* WHAT YOU HAVE TO DO
Repeat the lines of the data exactly and exclude any picture among them.

[Photo-based referring expression data]
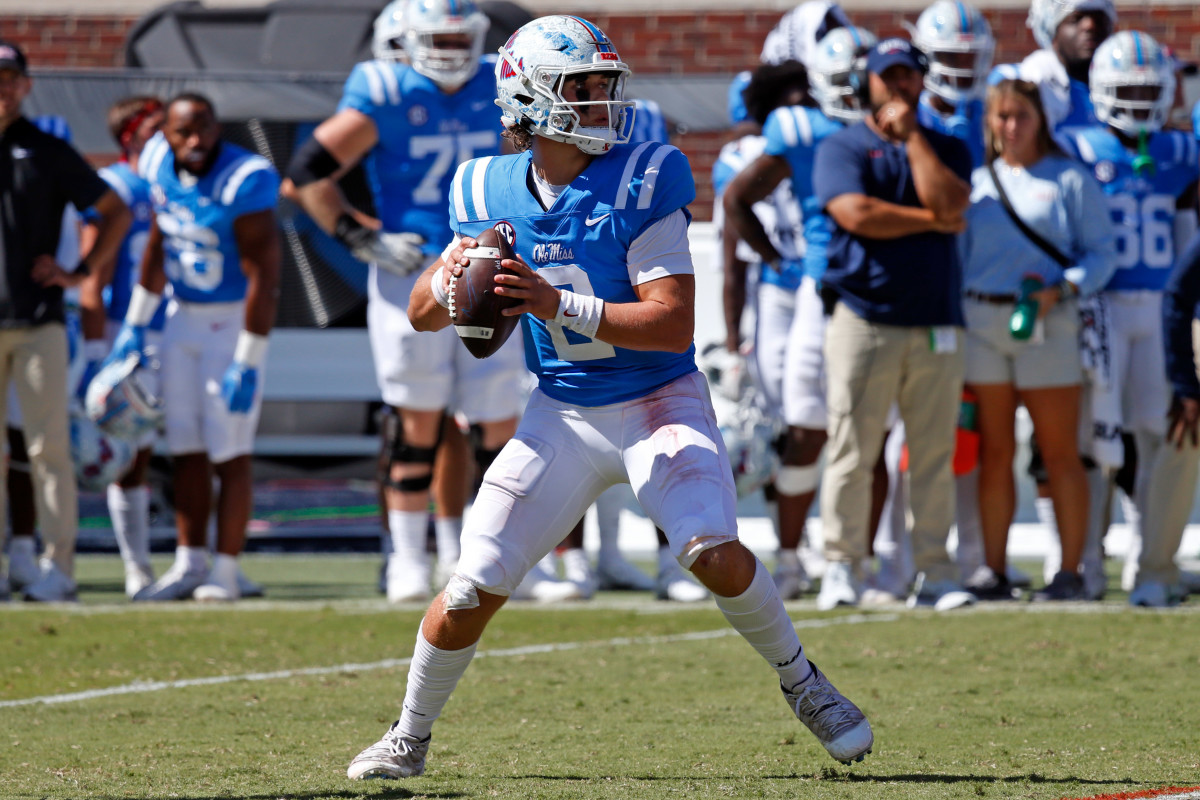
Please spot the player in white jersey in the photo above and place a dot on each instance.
(215, 240)
(605, 284)
(412, 115)
(1150, 176)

* YOUR SOLUTION
Please spot the player in white jersey in the photo above and place a dot on each instance.
(215, 240)
(605, 284)
(412, 115)
(1150, 176)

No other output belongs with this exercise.